» **Page extract**
• • •
Tax changes: will you benefit? The Australian Federal Budget 2007

Tax cuts and simpler tax returns were the changes highlighted following the recent Federal budget with the average family set to save around $16 per week. Treasurer Peter Costello claimed all Australian taxpayers will share in tax cuts worth $31.5 billion over the next four years although the press called it an election stunt and hounded him for pulling money from essential social services such as health, education and environment.

Interestingly, taxpayers will soon be able to go onto the Web to examine a preliminary income tax return prepared by the ATO. If they agree with the figures, there’s no need to do anything else. (Now that is a simple tax return!). Other changes are outlined below.
• • •
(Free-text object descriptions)
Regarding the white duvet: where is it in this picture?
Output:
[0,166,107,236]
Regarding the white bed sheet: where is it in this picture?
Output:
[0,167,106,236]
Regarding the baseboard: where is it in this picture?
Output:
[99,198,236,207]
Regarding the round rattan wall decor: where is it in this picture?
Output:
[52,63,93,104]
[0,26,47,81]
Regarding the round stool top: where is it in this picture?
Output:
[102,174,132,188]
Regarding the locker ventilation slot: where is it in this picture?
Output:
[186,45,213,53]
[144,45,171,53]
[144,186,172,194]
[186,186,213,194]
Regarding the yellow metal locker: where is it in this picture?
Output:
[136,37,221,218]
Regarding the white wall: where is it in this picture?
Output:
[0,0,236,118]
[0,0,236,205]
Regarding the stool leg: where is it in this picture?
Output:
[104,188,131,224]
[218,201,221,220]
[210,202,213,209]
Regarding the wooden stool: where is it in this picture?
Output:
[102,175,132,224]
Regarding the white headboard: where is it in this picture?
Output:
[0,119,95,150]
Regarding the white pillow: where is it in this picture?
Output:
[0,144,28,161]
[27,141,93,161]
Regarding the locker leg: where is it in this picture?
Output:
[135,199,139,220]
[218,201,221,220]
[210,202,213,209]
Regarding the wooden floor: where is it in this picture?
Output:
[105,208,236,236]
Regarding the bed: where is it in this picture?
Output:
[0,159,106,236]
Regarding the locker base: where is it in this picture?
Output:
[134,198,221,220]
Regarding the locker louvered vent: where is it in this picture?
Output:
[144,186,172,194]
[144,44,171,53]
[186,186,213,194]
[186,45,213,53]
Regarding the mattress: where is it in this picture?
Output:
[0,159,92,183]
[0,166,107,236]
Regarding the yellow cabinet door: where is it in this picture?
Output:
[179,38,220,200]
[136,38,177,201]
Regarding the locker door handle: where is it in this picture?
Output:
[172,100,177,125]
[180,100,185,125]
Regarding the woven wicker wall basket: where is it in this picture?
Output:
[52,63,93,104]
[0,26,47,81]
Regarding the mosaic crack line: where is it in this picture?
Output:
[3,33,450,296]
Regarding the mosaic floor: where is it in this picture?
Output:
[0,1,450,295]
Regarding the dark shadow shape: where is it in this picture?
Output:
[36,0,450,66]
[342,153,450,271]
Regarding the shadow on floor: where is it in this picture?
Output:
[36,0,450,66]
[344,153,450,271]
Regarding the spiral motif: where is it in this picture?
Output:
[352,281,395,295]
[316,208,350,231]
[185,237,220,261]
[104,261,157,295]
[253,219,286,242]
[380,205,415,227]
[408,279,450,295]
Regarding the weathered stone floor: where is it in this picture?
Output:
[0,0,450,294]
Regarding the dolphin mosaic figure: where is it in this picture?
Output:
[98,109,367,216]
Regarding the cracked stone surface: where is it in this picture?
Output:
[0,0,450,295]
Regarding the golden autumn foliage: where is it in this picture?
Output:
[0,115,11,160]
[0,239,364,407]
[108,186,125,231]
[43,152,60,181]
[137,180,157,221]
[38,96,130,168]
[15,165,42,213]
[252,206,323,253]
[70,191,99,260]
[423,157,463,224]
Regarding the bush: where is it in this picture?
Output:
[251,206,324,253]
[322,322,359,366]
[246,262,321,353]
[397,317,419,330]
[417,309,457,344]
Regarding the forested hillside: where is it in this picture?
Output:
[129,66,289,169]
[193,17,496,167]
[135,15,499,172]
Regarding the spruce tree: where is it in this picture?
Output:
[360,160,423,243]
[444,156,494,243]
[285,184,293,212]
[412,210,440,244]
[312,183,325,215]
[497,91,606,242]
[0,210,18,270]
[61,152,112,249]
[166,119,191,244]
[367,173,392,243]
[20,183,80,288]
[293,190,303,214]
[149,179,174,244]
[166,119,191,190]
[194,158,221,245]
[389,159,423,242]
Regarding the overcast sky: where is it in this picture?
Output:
• • •
» **Problem 1**
In the article on the 2007 Australian Federal Budget, why did the press hound Treasurer Peter Costello?
» **Problem 2**
Extend the article on the 2007 Australian Federal Budget tax changes, starting after its final sentence.

» **Expected answer 1**
The press hounded him for pulling money from essential social services such as health, education and environment.

» **Expected answer 2**
Changes apply to the following groups and areas

  • Extremely low income earners. From July 2007, the 30 percent threshold will be raised from $25,000 to $30,000, while the low income tax offset will be increased from $600 to $750, with the effective tax-free threshold being increased to $11,000
  • Higher end earners. From July 2008 the 40 percent threshold will be raised from $75,000 to $80,000.
  • Senior Australian tax offset. Those eligible will pay no tax on income up to $25, 867 for singles and $43, 360 for couples.
  • Dependent spouses. This goes up to $2,100 from $1,655.
  • Medicare levy low-income. The threshold is increased to $16,740 for individuals and $28, 247 for families.
  • Apprentices. From July, apprentices under 30 years old will receive a tax-free bonus payment of $1000 per annum.
  • Child care assistance. The rates from July will increase by 10 percent on top of indexation.
  • Superannuation co-contributions. This will be doubled for contributions made in 2005-06.
  • Senior bonus. A one-off payment of $500 will be made to those eligible for the Seniors Concession Allowance.
  • Carer bonuses. A one-off payment of $500 for those eligible for the utilities allowance and a $600 bonus for those receiving the carer allowance.
  • Veterans. The Special Rate Disability Pension will be increased by $50 from July, the Intermediate Rate Pension by $25.
  • Small Businesses. Small businesses will no longer be required to register for GST if the annual turnover is less than $75,000.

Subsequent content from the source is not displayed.